— START OF Recorded data —

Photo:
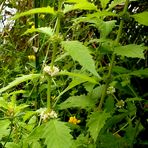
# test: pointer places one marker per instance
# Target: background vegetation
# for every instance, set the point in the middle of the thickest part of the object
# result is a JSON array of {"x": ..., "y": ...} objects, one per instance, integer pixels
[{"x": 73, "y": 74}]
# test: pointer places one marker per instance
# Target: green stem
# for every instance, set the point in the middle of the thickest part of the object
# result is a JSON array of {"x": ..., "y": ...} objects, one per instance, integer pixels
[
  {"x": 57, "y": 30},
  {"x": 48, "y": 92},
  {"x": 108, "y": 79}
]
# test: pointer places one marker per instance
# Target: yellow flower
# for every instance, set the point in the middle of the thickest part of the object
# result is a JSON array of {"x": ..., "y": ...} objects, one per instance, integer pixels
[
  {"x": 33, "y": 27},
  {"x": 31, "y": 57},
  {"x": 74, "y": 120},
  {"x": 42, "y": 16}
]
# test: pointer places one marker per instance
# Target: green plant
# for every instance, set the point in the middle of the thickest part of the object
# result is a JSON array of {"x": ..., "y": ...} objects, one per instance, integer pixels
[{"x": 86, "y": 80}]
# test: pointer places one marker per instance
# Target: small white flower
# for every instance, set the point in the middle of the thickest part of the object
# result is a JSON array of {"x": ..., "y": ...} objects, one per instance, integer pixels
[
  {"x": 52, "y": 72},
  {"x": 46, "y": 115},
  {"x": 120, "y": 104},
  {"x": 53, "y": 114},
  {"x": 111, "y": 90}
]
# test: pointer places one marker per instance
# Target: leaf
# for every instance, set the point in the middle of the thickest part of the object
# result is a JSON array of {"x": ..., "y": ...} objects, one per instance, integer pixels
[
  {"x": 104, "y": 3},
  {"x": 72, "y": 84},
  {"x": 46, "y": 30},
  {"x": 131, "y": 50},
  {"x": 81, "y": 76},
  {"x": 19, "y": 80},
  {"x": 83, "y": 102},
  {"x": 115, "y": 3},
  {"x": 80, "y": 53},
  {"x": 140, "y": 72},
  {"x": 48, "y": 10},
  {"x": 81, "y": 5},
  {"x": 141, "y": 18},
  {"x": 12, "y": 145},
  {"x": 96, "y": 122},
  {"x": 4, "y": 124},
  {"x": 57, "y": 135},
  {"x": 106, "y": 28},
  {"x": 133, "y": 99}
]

— END OF Recorded data —

Leave the pictures out, and transcribe each of the records exactly.

Photo:
# test: pointer places one marker per instance
# Target: background vegetation
# for every instance, set the point in the middle of the thickest part of the object
# result is a JSON array of {"x": ..., "y": ...} objects, one per instance, integer pixels
[{"x": 73, "y": 74}]
# test: pointer places one marker per instance
# Target: green stem
# for every instance, set the point in the middle of the thickest part of the object
# result is a JSON array of {"x": ..., "y": ...} objects, one per instance, integer pixels
[
  {"x": 57, "y": 30},
  {"x": 48, "y": 92},
  {"x": 108, "y": 79}
]
# test: pointer places one marker per instance
# Target: yellow flower
# for every instance, set the point in the middle of the thickest part of the object
# result is a JSON array of {"x": ..., "y": ...} objects, one per instance, integer pixels
[
  {"x": 33, "y": 27},
  {"x": 31, "y": 57},
  {"x": 74, "y": 120},
  {"x": 42, "y": 16}
]
# test: pointer places one marker per instance
# Target: green plant
# for every instance, set the point in the middle of the thickest part of the object
# result is a JSON array of {"x": ..., "y": ...} objects, one per instance, integer pixels
[{"x": 86, "y": 80}]
# test: pointer places one marker per instance
# Target: small white flower
# for every instance, set the point in the middle of the thickest part of the object
# result is a JSON array of {"x": ..., "y": ...} objects, one per instance, integer pixels
[
  {"x": 52, "y": 72},
  {"x": 46, "y": 115},
  {"x": 120, "y": 104},
  {"x": 53, "y": 114},
  {"x": 111, "y": 90}
]
# test: pointer places one marker per instance
# Target: leaf
# for every instance, set the point in the middle of the thickest part of the object
# result is a JSON array of {"x": ..., "y": ...} objects, one per instance, integer pixels
[
  {"x": 104, "y": 3},
  {"x": 72, "y": 84},
  {"x": 46, "y": 30},
  {"x": 131, "y": 50},
  {"x": 81, "y": 76},
  {"x": 19, "y": 80},
  {"x": 83, "y": 102},
  {"x": 115, "y": 3},
  {"x": 80, "y": 53},
  {"x": 140, "y": 72},
  {"x": 48, "y": 10},
  {"x": 81, "y": 5},
  {"x": 141, "y": 18},
  {"x": 12, "y": 145},
  {"x": 96, "y": 122},
  {"x": 4, "y": 124},
  {"x": 57, "y": 135},
  {"x": 106, "y": 28},
  {"x": 133, "y": 99}
]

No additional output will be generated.